Given passage:

******************************

No matter how many episodes of the various hoarding shows they air, it’s still tough to believe that anyone really lives that way. And yet there are thousands of people in America nearly trapped inside homes that are overflowing with papers, clothing, collectibles and plain old trash. It’s disturbing, sad and frightening. And when things get really out of control, the end result is devastating. People literally die in these homes, crushed or hidden beneath their stuff and sometimes found only weeks later when the stench of their decomposing bodies alerts authorities that something horrifying has happened. Such was the case with…
10. Deforrest “Skip” Bynum Jr.
Skip Bynum was a Texas man who died in his hoard in March 2014. His neighbors had their suspicions that he was a hoarder for quite some time — it was hard to miss the fact that the only thing to see when looking into his windows was a ceiling-tall pile of random junk. The outside of the house was kept up okay (minus some complaints about weeds that he’d dealt with in a timely manner), and he wasn’t bothering anybody so no one thought there was a reason to intervene.

******************************

[Image object location entries]
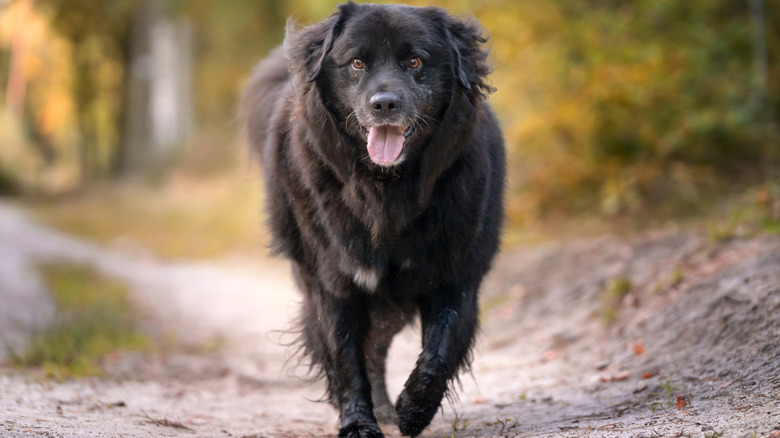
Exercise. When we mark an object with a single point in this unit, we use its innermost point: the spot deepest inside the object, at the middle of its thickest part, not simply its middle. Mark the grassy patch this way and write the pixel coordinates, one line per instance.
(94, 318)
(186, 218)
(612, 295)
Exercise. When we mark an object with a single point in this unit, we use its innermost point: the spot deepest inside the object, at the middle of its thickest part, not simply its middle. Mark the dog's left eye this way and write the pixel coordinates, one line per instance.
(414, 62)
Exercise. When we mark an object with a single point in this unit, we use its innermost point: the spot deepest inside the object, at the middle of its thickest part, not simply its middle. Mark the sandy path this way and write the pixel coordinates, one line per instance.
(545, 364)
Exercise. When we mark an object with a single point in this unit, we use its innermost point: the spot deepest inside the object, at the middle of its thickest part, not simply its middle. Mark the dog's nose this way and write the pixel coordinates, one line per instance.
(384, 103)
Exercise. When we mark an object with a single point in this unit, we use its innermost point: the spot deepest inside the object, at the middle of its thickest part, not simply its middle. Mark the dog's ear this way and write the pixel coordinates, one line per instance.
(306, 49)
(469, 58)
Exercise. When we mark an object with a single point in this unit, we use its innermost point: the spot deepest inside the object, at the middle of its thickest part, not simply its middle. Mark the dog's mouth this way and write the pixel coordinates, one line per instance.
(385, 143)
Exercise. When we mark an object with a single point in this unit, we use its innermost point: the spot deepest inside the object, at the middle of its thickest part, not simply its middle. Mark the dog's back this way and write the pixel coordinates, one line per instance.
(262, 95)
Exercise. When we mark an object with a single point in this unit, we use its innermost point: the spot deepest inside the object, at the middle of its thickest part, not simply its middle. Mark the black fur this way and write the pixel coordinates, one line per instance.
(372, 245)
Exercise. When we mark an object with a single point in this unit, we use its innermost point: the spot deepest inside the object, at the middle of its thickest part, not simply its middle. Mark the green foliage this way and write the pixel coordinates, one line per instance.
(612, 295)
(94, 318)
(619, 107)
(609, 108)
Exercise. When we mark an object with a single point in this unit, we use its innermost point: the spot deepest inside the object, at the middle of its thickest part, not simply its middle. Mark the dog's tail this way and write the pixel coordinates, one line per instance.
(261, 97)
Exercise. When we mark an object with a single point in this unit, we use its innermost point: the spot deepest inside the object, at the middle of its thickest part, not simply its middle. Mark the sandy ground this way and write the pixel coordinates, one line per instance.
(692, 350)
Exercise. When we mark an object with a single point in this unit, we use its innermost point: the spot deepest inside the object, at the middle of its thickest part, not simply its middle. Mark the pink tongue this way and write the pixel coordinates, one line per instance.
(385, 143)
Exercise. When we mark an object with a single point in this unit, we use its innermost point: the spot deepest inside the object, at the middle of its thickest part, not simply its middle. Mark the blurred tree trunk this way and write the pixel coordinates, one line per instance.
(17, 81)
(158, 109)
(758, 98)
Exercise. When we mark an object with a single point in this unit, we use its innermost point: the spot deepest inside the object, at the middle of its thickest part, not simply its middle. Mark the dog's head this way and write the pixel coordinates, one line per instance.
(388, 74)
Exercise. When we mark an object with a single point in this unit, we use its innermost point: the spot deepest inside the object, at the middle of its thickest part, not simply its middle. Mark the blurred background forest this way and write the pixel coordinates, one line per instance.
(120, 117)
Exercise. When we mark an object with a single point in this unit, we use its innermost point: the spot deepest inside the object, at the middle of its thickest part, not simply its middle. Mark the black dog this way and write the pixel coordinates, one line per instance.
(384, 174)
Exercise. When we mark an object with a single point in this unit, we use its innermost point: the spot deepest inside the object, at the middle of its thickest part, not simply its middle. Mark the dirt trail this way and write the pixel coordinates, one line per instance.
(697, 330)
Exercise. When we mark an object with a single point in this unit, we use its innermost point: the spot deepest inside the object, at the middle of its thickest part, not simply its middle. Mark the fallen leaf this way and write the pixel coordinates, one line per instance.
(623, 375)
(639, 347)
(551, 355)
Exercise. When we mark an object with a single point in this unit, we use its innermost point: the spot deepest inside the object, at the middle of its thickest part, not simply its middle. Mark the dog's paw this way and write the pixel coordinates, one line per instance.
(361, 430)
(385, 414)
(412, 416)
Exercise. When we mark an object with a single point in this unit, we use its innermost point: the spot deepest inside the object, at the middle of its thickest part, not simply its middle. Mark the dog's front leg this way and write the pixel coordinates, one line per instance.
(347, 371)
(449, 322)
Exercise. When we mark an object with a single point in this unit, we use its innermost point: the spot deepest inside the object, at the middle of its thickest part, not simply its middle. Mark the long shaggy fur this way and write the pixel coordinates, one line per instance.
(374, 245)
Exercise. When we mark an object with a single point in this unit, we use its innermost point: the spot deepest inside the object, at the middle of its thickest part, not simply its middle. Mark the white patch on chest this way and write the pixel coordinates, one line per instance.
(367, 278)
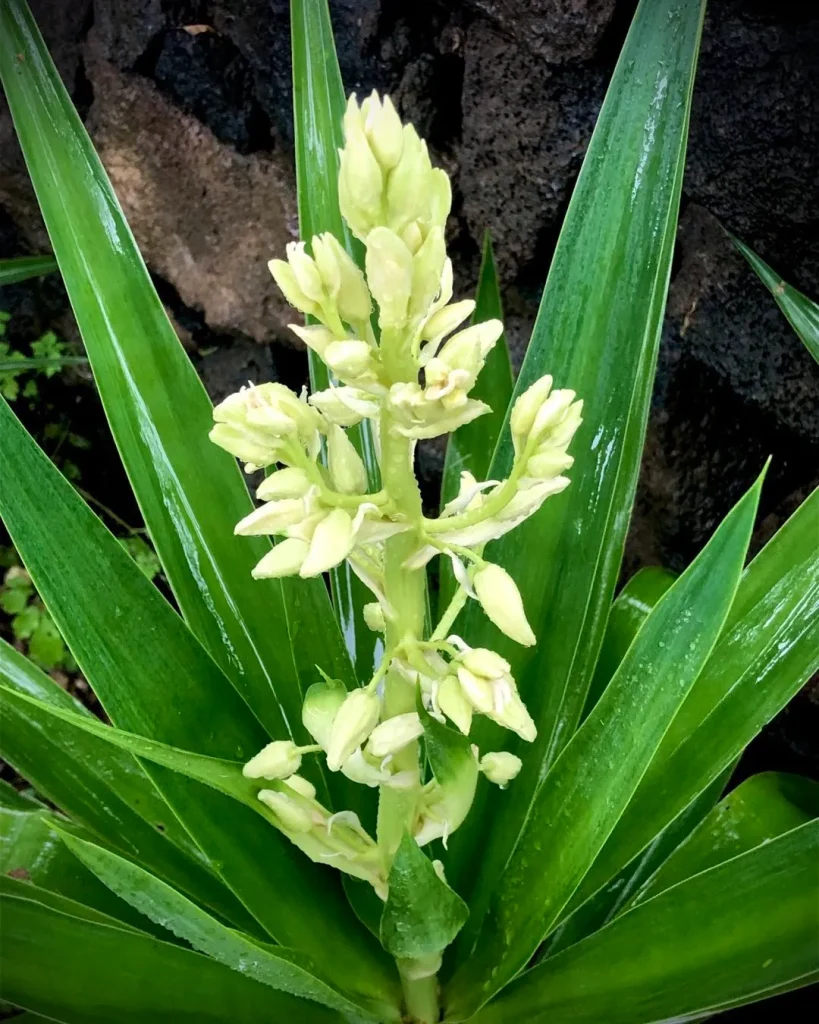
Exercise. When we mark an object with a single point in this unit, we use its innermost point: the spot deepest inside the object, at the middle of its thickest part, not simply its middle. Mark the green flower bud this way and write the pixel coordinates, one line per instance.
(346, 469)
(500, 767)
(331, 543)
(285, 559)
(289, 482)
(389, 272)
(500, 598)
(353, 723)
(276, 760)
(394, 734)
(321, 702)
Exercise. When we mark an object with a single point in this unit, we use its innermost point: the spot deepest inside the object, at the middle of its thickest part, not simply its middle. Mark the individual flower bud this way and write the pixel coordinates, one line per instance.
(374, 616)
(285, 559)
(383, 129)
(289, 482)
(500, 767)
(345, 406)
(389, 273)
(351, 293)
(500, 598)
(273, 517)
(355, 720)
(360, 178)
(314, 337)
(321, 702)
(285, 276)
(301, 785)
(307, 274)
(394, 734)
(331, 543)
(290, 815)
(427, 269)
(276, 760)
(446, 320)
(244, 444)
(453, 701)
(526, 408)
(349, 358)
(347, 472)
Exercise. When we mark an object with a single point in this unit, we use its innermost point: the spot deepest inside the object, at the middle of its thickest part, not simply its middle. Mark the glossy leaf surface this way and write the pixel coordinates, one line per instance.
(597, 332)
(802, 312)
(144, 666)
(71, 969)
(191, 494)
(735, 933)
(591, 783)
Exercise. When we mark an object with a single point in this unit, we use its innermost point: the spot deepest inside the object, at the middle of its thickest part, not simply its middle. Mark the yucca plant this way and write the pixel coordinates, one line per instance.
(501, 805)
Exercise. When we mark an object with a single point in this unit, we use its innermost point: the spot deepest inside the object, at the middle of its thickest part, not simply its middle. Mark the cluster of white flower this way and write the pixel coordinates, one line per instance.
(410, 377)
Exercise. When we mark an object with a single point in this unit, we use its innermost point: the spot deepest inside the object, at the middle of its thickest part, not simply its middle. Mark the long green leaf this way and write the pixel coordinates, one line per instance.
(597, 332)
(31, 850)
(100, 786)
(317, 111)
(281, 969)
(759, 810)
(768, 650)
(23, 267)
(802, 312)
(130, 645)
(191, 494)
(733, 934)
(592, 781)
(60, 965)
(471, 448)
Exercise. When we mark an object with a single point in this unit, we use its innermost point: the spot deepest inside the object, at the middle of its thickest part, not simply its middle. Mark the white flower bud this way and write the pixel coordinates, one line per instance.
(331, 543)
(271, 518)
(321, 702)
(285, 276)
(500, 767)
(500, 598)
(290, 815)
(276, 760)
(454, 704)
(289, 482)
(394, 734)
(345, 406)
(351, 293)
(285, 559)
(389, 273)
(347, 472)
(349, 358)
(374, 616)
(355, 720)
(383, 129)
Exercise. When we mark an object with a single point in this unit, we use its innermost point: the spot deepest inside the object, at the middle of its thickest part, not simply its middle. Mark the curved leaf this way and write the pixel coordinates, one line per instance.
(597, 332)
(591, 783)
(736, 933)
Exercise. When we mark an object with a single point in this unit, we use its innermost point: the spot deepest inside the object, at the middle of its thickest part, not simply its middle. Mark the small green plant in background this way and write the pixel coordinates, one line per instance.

******************************

Given request A:
Answer these from the hoarding article:
(i) In what state did Skip Bynum live?
(ii) In which month and year did he die in his hoard?
(iii) What complaint about the outside of his house does the article mention?
Given request B: Go on with the hoarding article, starting right after its final sentence about Skip Bynum.

Expected output A:
(i) Texas
(ii) March 2014
(iii) Complaints about weeds, which he dealt with in a timely manner.

Expected output B:
Though the neighbors didn’t know a whole lot about him, their general consensus was that he seemed like a nice guy. He had a variety of eclectic interests that kept him busy, including a love for model trains and a fascination with ham radio. He didn’t leave the house a lot but he wasn’t a recluse either, regularly attending meetings with other model train enthusiasts as well as going to regular church services and visiting his friends.
Those friends reported him missing to authorities in mid-March. They hadn’t seen or heard from him in awhile and they knew that he’d been feeling ill. Rescue workers pushed their way into the home past piles and piles of things. The 1372 square foot house was completely cluttered with debris. They couldn’t even get into some rooms through the doors; they had to cut holes in the roof to get in through the attic. Authorities looked around the house as much as they could that first day, but there was no sign of Bynum. Even rescue dogs were no help finding him in the home. It wasn’t until five days later that the man’s dead body was found amongst his things. His little Chihuahua, a dog that none of the neighbors even knew he had, was found alive after several days of cleaning.
Bynum was an only child with no surviving family members. He’d drafted a will many years ago but never signed it, so the big question after his death was what should happen to his overflowing estate. That’s a lot of stuff that needs a responsible owner.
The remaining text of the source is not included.